PROBLEM> Pick out each line in the items below that contains the word "pile" and copy it.

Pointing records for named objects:
========

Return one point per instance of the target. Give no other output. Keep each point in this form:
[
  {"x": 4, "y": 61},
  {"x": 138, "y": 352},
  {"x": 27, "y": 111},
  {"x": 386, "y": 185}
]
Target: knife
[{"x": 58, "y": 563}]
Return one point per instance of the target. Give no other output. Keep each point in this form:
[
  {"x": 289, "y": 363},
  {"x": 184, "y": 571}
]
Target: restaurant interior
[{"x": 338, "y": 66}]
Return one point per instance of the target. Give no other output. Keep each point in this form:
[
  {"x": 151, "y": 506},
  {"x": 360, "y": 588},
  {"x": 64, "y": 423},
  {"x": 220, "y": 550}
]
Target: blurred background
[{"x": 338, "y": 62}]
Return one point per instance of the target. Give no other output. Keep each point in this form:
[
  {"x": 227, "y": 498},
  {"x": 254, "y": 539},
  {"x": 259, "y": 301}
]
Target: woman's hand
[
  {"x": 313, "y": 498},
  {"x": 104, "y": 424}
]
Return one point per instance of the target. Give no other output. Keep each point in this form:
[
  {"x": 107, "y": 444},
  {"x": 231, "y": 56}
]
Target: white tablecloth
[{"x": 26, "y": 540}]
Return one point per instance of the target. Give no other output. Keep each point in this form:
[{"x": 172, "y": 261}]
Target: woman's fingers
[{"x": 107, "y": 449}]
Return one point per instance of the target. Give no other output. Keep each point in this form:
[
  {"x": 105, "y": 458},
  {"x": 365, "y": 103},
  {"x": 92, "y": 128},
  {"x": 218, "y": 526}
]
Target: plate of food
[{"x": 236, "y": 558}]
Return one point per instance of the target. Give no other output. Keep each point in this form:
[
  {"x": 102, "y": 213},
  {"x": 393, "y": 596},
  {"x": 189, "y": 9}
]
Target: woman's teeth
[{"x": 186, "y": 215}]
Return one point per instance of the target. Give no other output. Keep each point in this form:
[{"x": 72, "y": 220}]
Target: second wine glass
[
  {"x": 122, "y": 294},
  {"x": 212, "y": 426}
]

========

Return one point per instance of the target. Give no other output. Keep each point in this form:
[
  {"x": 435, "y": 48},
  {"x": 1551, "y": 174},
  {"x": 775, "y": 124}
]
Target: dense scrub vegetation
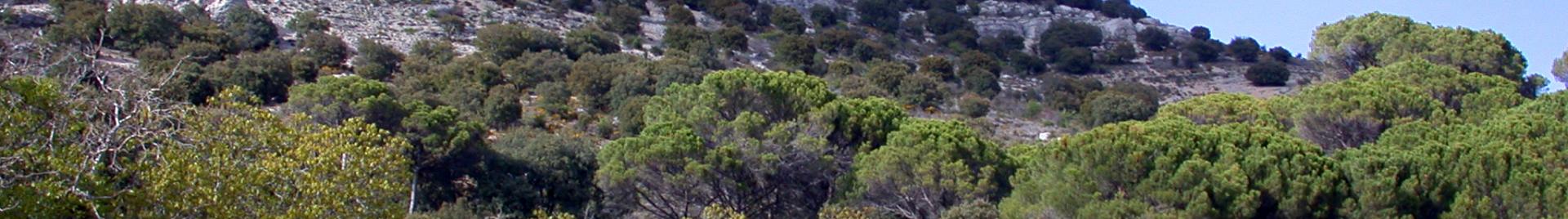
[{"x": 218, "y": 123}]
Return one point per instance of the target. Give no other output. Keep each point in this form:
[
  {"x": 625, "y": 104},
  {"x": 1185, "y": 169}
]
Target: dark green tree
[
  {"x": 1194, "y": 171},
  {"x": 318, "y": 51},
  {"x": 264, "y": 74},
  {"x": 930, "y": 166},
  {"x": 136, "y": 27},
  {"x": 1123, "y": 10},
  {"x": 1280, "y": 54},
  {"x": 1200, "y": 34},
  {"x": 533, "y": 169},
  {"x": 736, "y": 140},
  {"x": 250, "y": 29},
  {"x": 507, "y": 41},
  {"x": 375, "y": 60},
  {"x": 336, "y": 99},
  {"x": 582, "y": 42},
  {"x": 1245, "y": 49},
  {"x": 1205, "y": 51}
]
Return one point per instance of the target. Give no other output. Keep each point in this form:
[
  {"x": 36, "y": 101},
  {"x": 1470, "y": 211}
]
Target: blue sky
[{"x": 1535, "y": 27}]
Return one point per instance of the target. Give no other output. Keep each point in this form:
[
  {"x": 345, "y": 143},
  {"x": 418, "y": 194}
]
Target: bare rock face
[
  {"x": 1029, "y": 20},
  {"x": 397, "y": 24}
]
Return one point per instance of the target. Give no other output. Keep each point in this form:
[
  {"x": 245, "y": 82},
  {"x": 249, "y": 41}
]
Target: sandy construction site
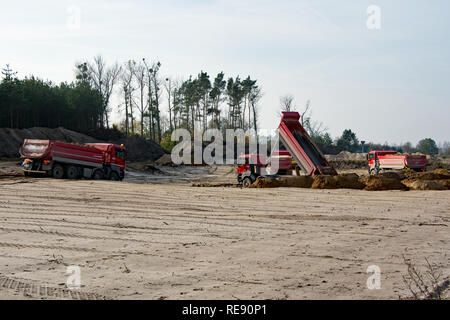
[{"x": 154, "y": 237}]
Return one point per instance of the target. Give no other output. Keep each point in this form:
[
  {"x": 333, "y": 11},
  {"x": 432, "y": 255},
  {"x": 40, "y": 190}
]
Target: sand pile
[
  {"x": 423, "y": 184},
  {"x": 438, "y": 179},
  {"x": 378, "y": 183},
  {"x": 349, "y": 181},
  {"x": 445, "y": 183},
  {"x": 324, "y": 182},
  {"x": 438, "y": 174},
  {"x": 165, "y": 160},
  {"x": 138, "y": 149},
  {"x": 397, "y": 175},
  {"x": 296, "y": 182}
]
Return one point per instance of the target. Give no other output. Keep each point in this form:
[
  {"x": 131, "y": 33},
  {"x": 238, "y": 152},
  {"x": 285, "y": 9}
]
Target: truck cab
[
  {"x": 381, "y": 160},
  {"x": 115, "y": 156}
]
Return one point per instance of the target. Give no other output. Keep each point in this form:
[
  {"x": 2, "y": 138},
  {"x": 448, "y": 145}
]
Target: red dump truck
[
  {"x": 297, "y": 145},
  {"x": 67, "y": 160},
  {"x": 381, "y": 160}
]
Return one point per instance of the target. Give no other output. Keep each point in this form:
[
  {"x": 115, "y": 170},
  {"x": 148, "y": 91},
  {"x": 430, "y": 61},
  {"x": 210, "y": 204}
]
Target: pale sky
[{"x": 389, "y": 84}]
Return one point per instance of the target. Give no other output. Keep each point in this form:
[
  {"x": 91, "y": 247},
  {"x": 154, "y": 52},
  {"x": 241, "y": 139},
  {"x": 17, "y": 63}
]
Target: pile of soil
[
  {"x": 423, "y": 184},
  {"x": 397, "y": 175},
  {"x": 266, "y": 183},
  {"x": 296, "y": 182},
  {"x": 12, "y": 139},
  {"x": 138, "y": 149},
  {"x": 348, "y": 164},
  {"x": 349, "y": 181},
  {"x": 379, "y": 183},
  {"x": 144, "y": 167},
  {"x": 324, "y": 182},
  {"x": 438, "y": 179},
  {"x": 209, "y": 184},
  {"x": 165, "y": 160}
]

========

THE REPLY>
Target: sand pile
Target: pile of soil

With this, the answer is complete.